## BEGIN Extracted data
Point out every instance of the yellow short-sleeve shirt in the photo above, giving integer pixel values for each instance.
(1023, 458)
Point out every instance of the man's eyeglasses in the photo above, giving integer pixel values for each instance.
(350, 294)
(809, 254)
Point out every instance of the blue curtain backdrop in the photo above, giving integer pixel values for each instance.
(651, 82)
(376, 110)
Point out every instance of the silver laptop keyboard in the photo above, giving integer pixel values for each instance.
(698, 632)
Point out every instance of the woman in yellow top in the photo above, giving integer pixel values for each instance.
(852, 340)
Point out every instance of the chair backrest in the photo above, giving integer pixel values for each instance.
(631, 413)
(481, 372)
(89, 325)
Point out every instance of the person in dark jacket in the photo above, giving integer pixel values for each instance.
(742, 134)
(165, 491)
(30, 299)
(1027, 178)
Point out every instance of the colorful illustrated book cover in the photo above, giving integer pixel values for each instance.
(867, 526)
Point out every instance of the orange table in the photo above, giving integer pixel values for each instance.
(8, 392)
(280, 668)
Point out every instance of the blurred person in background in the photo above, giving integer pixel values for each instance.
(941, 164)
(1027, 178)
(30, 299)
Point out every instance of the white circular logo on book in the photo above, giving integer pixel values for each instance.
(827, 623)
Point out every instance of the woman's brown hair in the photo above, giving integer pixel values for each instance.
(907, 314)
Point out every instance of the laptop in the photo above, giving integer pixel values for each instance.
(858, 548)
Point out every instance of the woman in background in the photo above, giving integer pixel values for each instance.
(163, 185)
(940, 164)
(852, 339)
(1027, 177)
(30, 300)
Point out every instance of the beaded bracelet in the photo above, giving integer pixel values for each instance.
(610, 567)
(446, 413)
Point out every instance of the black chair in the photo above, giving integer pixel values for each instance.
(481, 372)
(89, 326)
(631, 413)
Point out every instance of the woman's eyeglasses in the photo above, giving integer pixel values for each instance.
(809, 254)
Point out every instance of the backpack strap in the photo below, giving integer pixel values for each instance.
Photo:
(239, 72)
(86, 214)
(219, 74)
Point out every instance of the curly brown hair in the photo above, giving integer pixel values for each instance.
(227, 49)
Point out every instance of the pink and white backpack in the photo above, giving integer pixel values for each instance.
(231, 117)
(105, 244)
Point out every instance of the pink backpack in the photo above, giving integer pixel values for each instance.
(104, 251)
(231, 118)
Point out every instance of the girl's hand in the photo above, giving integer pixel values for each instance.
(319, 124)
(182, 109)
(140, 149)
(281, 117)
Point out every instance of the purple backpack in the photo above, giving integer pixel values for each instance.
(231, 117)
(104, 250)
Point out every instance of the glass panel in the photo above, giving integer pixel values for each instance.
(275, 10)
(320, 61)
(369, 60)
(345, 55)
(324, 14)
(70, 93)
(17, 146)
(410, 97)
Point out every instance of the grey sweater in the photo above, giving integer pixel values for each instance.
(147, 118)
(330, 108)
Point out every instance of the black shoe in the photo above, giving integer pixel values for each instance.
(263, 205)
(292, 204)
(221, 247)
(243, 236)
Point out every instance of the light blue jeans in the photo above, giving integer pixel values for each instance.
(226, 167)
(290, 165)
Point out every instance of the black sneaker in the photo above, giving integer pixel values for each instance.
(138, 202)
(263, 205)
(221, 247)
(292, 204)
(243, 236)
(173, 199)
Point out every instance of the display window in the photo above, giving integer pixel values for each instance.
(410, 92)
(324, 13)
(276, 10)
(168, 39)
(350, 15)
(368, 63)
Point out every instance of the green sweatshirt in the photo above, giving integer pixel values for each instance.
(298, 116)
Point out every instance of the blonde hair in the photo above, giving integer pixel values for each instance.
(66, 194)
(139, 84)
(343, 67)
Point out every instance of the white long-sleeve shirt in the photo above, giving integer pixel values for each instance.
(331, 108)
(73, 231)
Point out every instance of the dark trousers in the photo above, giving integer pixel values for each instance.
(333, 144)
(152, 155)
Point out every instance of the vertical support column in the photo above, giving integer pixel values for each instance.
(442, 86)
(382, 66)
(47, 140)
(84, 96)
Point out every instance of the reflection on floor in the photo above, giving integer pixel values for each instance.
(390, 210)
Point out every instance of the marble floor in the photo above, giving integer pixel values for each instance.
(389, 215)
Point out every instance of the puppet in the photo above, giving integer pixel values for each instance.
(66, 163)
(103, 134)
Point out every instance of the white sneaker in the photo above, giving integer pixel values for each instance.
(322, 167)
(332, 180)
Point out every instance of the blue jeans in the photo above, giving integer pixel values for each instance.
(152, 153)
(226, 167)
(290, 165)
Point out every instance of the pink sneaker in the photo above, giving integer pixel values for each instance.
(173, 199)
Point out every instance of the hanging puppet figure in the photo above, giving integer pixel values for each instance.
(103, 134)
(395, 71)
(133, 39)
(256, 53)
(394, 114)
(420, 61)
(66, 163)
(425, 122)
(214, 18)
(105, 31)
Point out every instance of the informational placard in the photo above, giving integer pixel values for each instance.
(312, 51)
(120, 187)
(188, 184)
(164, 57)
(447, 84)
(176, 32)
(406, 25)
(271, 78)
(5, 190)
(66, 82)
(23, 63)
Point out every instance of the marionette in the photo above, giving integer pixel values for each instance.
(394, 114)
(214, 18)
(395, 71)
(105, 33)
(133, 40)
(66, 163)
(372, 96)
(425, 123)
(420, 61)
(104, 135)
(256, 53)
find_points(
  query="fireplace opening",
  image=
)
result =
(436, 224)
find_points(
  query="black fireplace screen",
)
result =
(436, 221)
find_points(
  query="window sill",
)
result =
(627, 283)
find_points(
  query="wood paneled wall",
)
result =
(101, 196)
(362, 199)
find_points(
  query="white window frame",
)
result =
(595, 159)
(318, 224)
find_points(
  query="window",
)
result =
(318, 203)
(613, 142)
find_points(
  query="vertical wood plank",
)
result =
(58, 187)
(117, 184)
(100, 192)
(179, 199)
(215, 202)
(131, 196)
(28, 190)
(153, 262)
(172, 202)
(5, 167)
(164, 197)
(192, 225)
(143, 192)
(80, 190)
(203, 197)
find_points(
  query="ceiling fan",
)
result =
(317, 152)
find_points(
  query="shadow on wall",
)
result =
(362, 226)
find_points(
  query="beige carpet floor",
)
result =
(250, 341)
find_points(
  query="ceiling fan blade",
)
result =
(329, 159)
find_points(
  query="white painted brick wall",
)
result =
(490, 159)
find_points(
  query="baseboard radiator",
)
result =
## END Extracted data
> [Short task] Reproduce all the records precisely.

> [Result of the task]
Point out every instance of the yellow short-sleeve shirt in the photo above, giving integer pixel values for each instance.
(1023, 458)
Point out every instance of the man's eyeglasses in the photo above, giving integer pixel values for each instance.
(350, 294)
(809, 254)
Point out every instance of the blue curtain backdrop in the photo above, giving integer pixel values for each instance.
(651, 82)
(376, 110)
Point out every instance of the silver laptop keyboard in the photo above, giving integer pixel values for each instance.
(698, 632)
Point out every instance of the woman in yellow top in the photo above, giving integer pixel values for each instance.
(852, 340)
Point out every instance of the chair backrest in the photo above, giving integer pixel values for each instance.
(631, 413)
(481, 372)
(89, 325)
Point out every instance of the person in dark jacket in the photo above, giving integer pixel values for each instance.
(742, 134)
(165, 491)
(30, 299)
(1027, 178)
Point out every instance of the colorful illustrated book cover in the photo above, giving integer pixel values for each instance.
(867, 526)
Point out every instance of the orange table in the photo above, giving integer pixel values for each instance.
(8, 392)
(280, 668)
Point out every instance of the blurred person in background in the photo above, giving integer pixel values for each instance.
(941, 164)
(1027, 178)
(30, 299)
Point out every instance of the white circular logo on book in the photo above, giving integer pixel values for each instance.
(827, 623)
Point out every instance of the woman's brown hair in the photo above, giving integer pixel values for each instance.
(907, 314)
Point out every instance of the laptop in the photo above, giving integer pixel values for each instance.
(858, 548)
Point out every instance of the woman in background in the photo above, giving integer pixel values for each instance.
(163, 185)
(940, 164)
(852, 339)
(1027, 177)
(30, 300)
Point out every instance of the beaded bracelet in the photo above, giving integer pixel values for each instance.
(610, 567)
(446, 413)
Point out every instance of the black chair in the photo above, giving integer pixel values for each instance.
(481, 372)
(89, 326)
(631, 413)
Point out every instance of the woman's eyeglasses in the photo above, giving integer pixel values for each instance.
(809, 254)
Point out every instance of the backpack strap in the photo below, giving integer pixel values for each instance.
Photo:
(239, 72)
(86, 214)
(219, 74)
Point out every instance of the curly brown hair in the photo above, giving integer pixel values for each instance.
(227, 49)
Point out every instance of the pink and white backpack in the photo above, giving integer pixel values for each instance.
(231, 117)
(105, 244)
Point out every instance of the pink backpack in the photo above, giving integer pixel values for each instance.
(104, 251)
(231, 118)
Point out every instance of the girl's hand in the photo above, giving integer pixel values for each instance.
(319, 124)
(182, 109)
(140, 149)
(281, 117)
Point out every instance of the purple backpack in the photo above, giving integer pixel values for each instance.
(231, 117)
(104, 250)
Point out every instance of the glass panel in the photo above, giving integer pixel values for each instance.
(275, 10)
(320, 61)
(369, 60)
(345, 55)
(324, 14)
(70, 93)
(17, 146)
(410, 97)
Point out every instance of the grey sweater in the photo above, giving integer pixel values for each instance.
(147, 118)
(330, 108)
Point out every instance of the black shoe in the photo above, giving integer pixel values for each instance.
(263, 205)
(292, 204)
(221, 247)
(243, 236)
Point out every instance of the light blue jeans in the photo above, giving integer pixel values for each instance.
(226, 167)
(290, 165)
Point out every instance of the black sneaker in the photo above, giving integer pixel values for each instance.
(138, 202)
(263, 205)
(221, 247)
(292, 204)
(243, 236)
(173, 199)
Point out every instance of the display window in the photo above, giving integer pixel values for each instance.
(410, 92)
(324, 13)
(276, 10)
(168, 39)
(350, 15)
(368, 63)
Point out every instance of the green sweatshirt in the photo above, giving integer pixel values for each instance.
(298, 116)
Point out every instance of the blonde hair in the photo above, giving integer pixel values for each instance.
(66, 194)
(139, 84)
(343, 67)
Point out every instance of the white long-sleeve shirt in the photo above, giving integer pixel values for each instance.
(331, 108)
(73, 231)
Point out every instance of the dark trousers in the photo above, giving integer pixel values for each instance.
(333, 144)
(152, 155)
Point out every instance of the vertical support column in the photo above, giving integer pixel values for each instance.
(442, 86)
(382, 66)
(47, 140)
(84, 96)
Point out every instance of the reflection on floor in the photo above, giving integer pixel values for each instance.
(390, 210)
Point out every instance of the marble floor in the photo above, giving integer pixel values for each instance.
(389, 215)
Point out every instance of the puppet in the photo above, giving integer pixel values for each instance.
(66, 163)
(103, 134)
Point out every instance of the white sneaker in the photo above, giving integer pixel values for each instance.
(322, 167)
(332, 180)
Point out every instance of the blue jeans in the photo above, giving integer pixel values for each instance.
(152, 153)
(226, 167)
(290, 165)
Point out every instance of the pink sneaker in the photo above, giving integer pixel values for each instance.
(173, 199)
Point out every instance of the hanging puppet figure in the photo above, giving integer pixel values for each instance.
(103, 134)
(395, 71)
(133, 39)
(256, 53)
(394, 114)
(420, 61)
(66, 163)
(425, 122)
(214, 18)
(105, 31)
Point out every instance of the informational placard in the photo above, giving integer pixel values for each instance.
(312, 51)
(120, 187)
(188, 184)
(164, 57)
(447, 84)
(176, 32)
(406, 25)
(271, 78)
(5, 190)
(66, 82)
(23, 63)
Point out every instance of the marionette in the photo above, giving integer pixel values for each instance.
(394, 114)
(214, 18)
(395, 71)
(105, 33)
(133, 40)
(66, 163)
(372, 96)
(425, 123)
(420, 61)
(104, 135)
(256, 53)
find_points(
  query="fireplace opening",
  image=
)
result =
(436, 224)
find_points(
  query="black fireplace screen",
)
result =
(436, 221)
find_points(
  query="window sill",
)
result =
(627, 283)
find_points(
  query="wood paneled wall",
)
result =
(101, 196)
(362, 199)
find_points(
  query="white window frame",
)
result =
(595, 159)
(318, 224)
find_points(
  query="window",
)
result =
(318, 203)
(613, 142)
find_points(
  query="vertical wood plank",
)
result =
(58, 187)
(117, 184)
(100, 192)
(179, 199)
(215, 202)
(131, 196)
(28, 190)
(153, 262)
(172, 202)
(5, 167)
(164, 197)
(192, 225)
(143, 192)
(80, 190)
(203, 197)
find_points(
  query="ceiling fan",
)
result =
(317, 152)
find_points(
  query="shadow on wall",
)
result =
(362, 226)
find_points(
  query="beige carpet floor",
)
result =
(250, 341)
find_points(
  query="ceiling fan blade",
)
result =
(329, 159)
find_points(
  query="white painted brick wall",
)
result =
(490, 159)
find_points(
  query="baseboard radiator",
)
result =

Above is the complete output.